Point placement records

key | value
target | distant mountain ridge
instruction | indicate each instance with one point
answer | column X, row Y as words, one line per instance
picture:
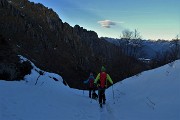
column 150, row 48
column 37, row 33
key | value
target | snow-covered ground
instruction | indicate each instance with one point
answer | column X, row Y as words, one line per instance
column 151, row 95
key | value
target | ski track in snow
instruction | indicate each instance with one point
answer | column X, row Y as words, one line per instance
column 106, row 113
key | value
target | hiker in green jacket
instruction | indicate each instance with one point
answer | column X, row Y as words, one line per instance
column 101, row 81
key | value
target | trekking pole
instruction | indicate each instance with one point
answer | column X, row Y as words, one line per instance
column 113, row 94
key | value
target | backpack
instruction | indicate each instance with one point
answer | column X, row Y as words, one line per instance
column 103, row 77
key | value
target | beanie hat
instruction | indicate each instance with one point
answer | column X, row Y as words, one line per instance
column 103, row 69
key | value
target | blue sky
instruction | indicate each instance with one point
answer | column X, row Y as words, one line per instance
column 154, row 19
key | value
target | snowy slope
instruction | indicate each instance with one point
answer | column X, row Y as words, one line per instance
column 152, row 95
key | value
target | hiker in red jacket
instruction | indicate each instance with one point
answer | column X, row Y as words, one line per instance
column 90, row 81
column 101, row 79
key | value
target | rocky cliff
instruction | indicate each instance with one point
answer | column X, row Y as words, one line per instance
column 38, row 33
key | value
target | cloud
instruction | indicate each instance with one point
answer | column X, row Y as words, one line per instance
column 107, row 23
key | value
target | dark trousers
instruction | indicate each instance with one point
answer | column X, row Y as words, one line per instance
column 90, row 91
column 102, row 97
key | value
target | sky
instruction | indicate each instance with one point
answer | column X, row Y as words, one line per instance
column 154, row 19
column 151, row 95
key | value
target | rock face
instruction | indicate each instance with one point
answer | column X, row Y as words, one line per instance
column 38, row 33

__Instructions to follow__:
Write out every entry again word for word, without any of the pictures.

__Written response__:
key | value
target | distant mountain ridge
instruction | indicate each instance with one point
answer | column X, row Y as words, one line per instance
picture:
column 150, row 48
column 37, row 33
key | value
target | snow-covered ground
instruction | indicate each instance with one point
answer | column X, row Y as words, one line per instance
column 151, row 95
key | value
target | ski track in snow
instruction | indicate each instance with one point
answer | column X, row Y as words, one line per instance
column 106, row 113
key | value
target | hiker in green jacket
instruction | indicate each instance with one point
answer | column X, row Y as words, one line per instance
column 101, row 81
key | value
target | trekking pole
instruction | indicate each instance with one point
answer | column X, row Y as words, one line per instance
column 113, row 94
key | value
target | backpack
instruction | indicate each instance with one point
answer | column X, row Y as words, one line per instance
column 103, row 77
key | value
target | beanie hat
instruction | indicate each instance with one point
answer | column X, row Y as words, one line per instance
column 103, row 69
key | value
target | blue sky
instruction | indicate each instance with one point
answer | column X, row Y as words, one line per instance
column 154, row 19
key | value
target | snowy slope
instruction | indicate each instance with one point
answer | column X, row Y as words, one line per instance
column 152, row 95
key | value
target | hiker in red jacket
instruction | indicate each instance with one point
answer | column X, row Y as words, one line per instance
column 90, row 81
column 101, row 79
key | value
target | rocky cliff
instruction | indicate each instance with one point
answer | column X, row Y as words, one line per instance
column 38, row 33
key | value
target | cloud
instruction | indicate each instance with one point
answer | column X, row Y as words, one line per instance
column 107, row 23
key | value
target | dark trousers
instruction | indicate each instance with one point
answer | column X, row Y as words, one line per instance
column 90, row 91
column 102, row 97
key | value
target | sky
instruction | indicate each instance with one point
answer | column X, row Y as words, one line per instance
column 154, row 19
column 151, row 95
key | value
target | rock face
instruction | indicate each instance with one point
answer | column X, row Y as words, one line per instance
column 38, row 33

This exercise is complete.